• **Reading text**:
-- Begin --

Derrick Siebert, CEO and managing director of Lufthansa Technik-MTU Aero Engines GTF MRO joint venture EME Aero, talks to James Pozzi about the progress of the facility set to open in 2020.

What are some of the latest updates about the EME Aero project?

Nothing has really changed, and we remain on track to begin operating in Poland at the start of next year. An FAA audit is scheduled for November 4, we then expect an occupancy permit by December before plans for the first engine induction that same month. When we get Luftfahrt-Bundesamt (LBA) approval, this will give us EASA approval and preliminary FAA approval and eventually, other regulators will likely accept this approval. Construction of the facility began around one year ago and right now; the logistics area is completely ready along with the cleaning and inspection desks which are in the testing phase. Once the floor flaps are completed, we will put the work areas in along with the last bits of equipment. We are confident we can keep everything to schedule.

EME Aero is targeting 450 shop visits for the Pratt & Whitney GTF engine when operational. How will this be ramped up from the start of the operation onwards?

We have a aggressive ramp up plan in place compared to other subsidiaries or engine lines we have built up. In 2020, we are looking at 40 engine inductions. In the coming years, this will be up to around 100 engines and the 450 figure is planned for 2025.

What about any manpower ramp-ups? How will this be put into place?

There will be approximately 1,100 employees by 2025, but at the start of the operation, there are currently 200 staff on board who have undertaken training, so the first mechanics are ready. Every month, there are more staff coming out of the quite lengthy training program of more than one year. This includes on the job training, theoretical training at our training center and basic practical training. The 200 people currently on-board will be ready for the entry-into-service of the operation at the end of the year. I am targeting a 20% to 80% white to blue collar ratio workforce split. Some roles, such as non-destructie testing staff, are hard to get and lengthy to train.

Has acquiring manpower been particularly challenging for the EME Aero venture?

Being based in Poland's aviation valley in Jasionka has paid off really well. On one hand, there's a good infrastructure of schools and universities that supply companies with people that want to work. Plus, there's a lot of companies based here that deliver the necessary expertise which has allowed us to recruit. For aviation and related industry businesses, there's around 25,000 employees in total based here from aviation affiliated businesses. Given this high volume of people, recruiting staff from these companies doesn't hurt the neighbouring companies or businesses. Overall, obtaining the appropriate personnel hasn't been a particular challenge.

Like with other new-generation engines entering into service, Pratt's GTF engine has had some well publicized technical challenges. Have these had any impact on EME Aero's planning?

It didn't change anything in terms of induction planning, but we did have numerous requests about potentially ramping up our engine intake even more. This is because there's a huge demand for maintenance repair services in the network, and certainly, the GTF network is counting on us  - factoring in the PW1100, PW1500 and PW1900. Of the seven GTF MRO facilities around the world, EME Aero will be among the very largest. So there's a pressure to be online as planned. We expect workscopes that will reflect the modifications that need to be done, rather a little more extensive than what we had initially planned for lighter workscopes. Pratt & Whitney has done a good job in implementing modifications, and we expect heavier workscopes than initially planned.

-- End --

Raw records
-- Begin --

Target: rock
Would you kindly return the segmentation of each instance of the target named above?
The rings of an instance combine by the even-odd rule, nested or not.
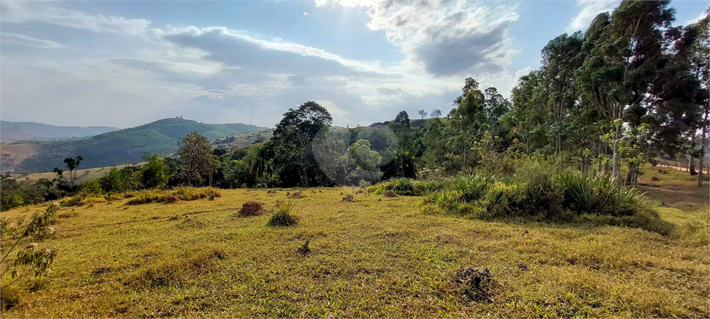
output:
[[[310,252],[310,248],[308,248],[308,243],[310,242],[309,240],[306,240],[306,242],[303,244],[302,246],[298,247],[298,253],[301,254],[306,254]]]
[[[239,211],[241,216],[256,216],[261,213],[263,206],[261,203],[256,201],[249,201],[241,205],[241,210]]]

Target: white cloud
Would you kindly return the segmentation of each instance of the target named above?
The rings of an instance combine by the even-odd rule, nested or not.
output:
[[[4,51],[4,58],[10,57],[3,60],[4,68],[18,70],[0,79],[4,103],[13,106],[4,116],[119,127],[179,115],[203,122],[248,123],[248,110],[253,106],[255,124],[271,126],[288,108],[318,101],[339,125],[368,125],[386,120],[390,113],[393,118],[402,109],[446,111],[466,76],[501,92],[514,83],[505,71],[514,54],[508,48],[508,28],[518,18],[510,7],[346,3],[370,6],[368,26],[384,30],[388,40],[405,52],[406,59],[386,66],[226,27],[149,28],[146,20],[48,7],[53,4],[0,5],[4,22],[42,21],[89,30],[104,33],[97,38],[125,39],[126,45],[98,52],[92,49],[80,57],[40,60],[38,55]],[[18,15],[11,16],[8,9]],[[428,22],[417,26],[418,20]],[[22,36],[26,37],[11,35],[16,40]],[[52,41],[24,40],[35,45],[53,45]],[[92,40],[96,39],[86,38],[89,45]],[[462,45],[454,46],[457,42]],[[43,74],[55,75],[42,79]],[[20,84],[26,85],[20,88]],[[43,87],[49,89],[43,94],[31,93]],[[44,111],[48,103],[54,108],[50,113]],[[90,120],[72,116],[89,108],[96,111],[80,118]],[[133,115],[121,116],[114,110]],[[61,118],[63,114],[66,116]]]
[[[690,20],[688,20],[688,21],[685,21],[685,23],[683,23],[683,26],[687,26],[687,25],[689,25],[689,24],[697,23],[701,19],[702,19],[703,18],[705,18],[705,16],[706,16],[706,15],[707,15],[707,12],[706,11],[703,11],[697,18],[692,18]]]
[[[576,16],[570,19],[565,30],[573,33],[584,30],[598,14],[613,11],[617,2],[617,0],[577,0],[577,7],[581,9]]]
[[[435,77],[503,72],[515,53],[508,38],[519,17],[514,6],[450,0],[334,3],[367,8],[368,27],[384,30],[410,62]]]
[[[44,4],[21,1],[3,1],[0,3],[0,11],[4,22],[40,21],[94,32],[137,35],[144,33],[151,24],[144,19],[93,16],[83,11],[47,6]]]
[[[0,43],[14,43],[28,47],[41,47],[43,49],[57,49],[66,47],[66,45],[62,45],[57,43],[56,42],[50,41],[48,40],[36,39],[22,34],[9,33],[0,33]]]
[[[532,71],[532,68],[530,67],[525,67],[515,72],[515,80],[520,79],[520,77],[523,75],[527,75],[528,73]]]

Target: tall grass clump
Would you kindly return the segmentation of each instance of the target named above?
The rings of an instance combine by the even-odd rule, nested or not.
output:
[[[266,223],[267,226],[283,227],[298,223],[298,216],[293,213],[295,202],[277,201],[274,206],[275,213]]]
[[[647,206],[645,199],[635,189],[605,175],[567,170],[558,174],[557,179],[562,189],[564,207],[575,212],[630,216]]]
[[[164,201],[168,196],[165,192],[157,189],[146,189],[133,193],[133,197],[126,205],[143,205]]]
[[[445,180],[431,191],[422,191],[422,208],[481,219],[534,216],[667,232],[633,188],[605,176],[542,171],[524,172],[525,179],[479,175]]]
[[[62,206],[82,206],[87,204],[103,202],[106,202],[106,198],[103,196],[97,194],[84,192],[59,200],[59,204]]]
[[[182,201],[195,201],[205,198],[221,197],[219,191],[212,187],[178,186],[173,189],[172,196],[178,196]]]

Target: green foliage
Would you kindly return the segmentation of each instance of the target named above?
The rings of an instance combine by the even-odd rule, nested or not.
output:
[[[54,262],[56,252],[38,242],[54,233],[51,225],[58,211],[56,206],[50,205],[45,211],[33,213],[27,224],[22,218],[0,220],[0,289],[4,294],[16,291],[18,281],[28,275],[41,276]],[[14,299],[4,297],[0,306],[6,310],[16,303]]]
[[[298,223],[299,217],[293,213],[295,202],[277,201],[274,206],[274,214],[266,223],[267,226],[285,227]]]
[[[147,163],[141,167],[143,186],[162,189],[168,184],[168,169],[165,161],[157,155],[143,157]]]
[[[181,201],[195,201],[202,198],[222,197],[222,193],[212,187],[178,186],[172,191],[159,189],[145,189],[135,191],[133,197],[126,202],[126,205],[143,205],[151,203],[163,203],[172,196],[177,196]]]
[[[137,163],[146,153],[168,155],[175,150],[178,140],[197,132],[208,140],[256,132],[262,129],[245,124],[204,124],[181,118],[165,118],[135,128],[99,134],[88,138],[50,142],[36,146],[37,155],[21,164],[28,172],[49,171],[57,159],[75,155],[83,157],[84,167]]]

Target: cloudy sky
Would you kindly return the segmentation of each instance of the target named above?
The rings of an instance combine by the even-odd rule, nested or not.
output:
[[[126,128],[182,116],[273,127],[307,101],[338,125],[446,113],[464,79],[506,96],[550,39],[616,1],[0,3],[0,118]],[[675,1],[676,24],[704,1]]]

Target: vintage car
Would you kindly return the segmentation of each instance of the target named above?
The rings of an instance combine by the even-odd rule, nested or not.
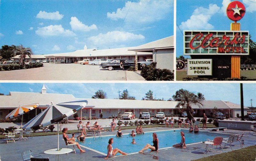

-- End --

• **Your goal**:
Answer these questions from the EME Aero interview:
(a) On what date is the FAA audit scheduled?
(b) How many engine inductions are planned for 2020?
(c) About how many employees will there be by 2025?
These entries have no connection to the text.

• **Solution to the problem**:
(a) November 4
(b) 40
(c) Approximately 1,100